TASK GOAL
Gather up every line from the entries below that uses the word "street".

Region pointing data:

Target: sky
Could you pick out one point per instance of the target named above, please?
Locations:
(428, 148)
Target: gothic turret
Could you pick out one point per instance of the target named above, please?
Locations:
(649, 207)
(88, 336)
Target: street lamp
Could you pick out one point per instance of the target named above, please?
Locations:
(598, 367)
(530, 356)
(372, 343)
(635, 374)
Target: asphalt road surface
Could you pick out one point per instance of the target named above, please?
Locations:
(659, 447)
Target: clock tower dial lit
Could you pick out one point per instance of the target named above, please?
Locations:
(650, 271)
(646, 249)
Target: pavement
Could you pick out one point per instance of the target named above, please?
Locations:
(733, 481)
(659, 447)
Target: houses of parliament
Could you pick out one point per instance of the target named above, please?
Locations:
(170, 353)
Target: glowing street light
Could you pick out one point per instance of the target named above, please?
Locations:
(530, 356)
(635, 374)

ANSWER SECTION
Target: street lamp
Target: glowing street light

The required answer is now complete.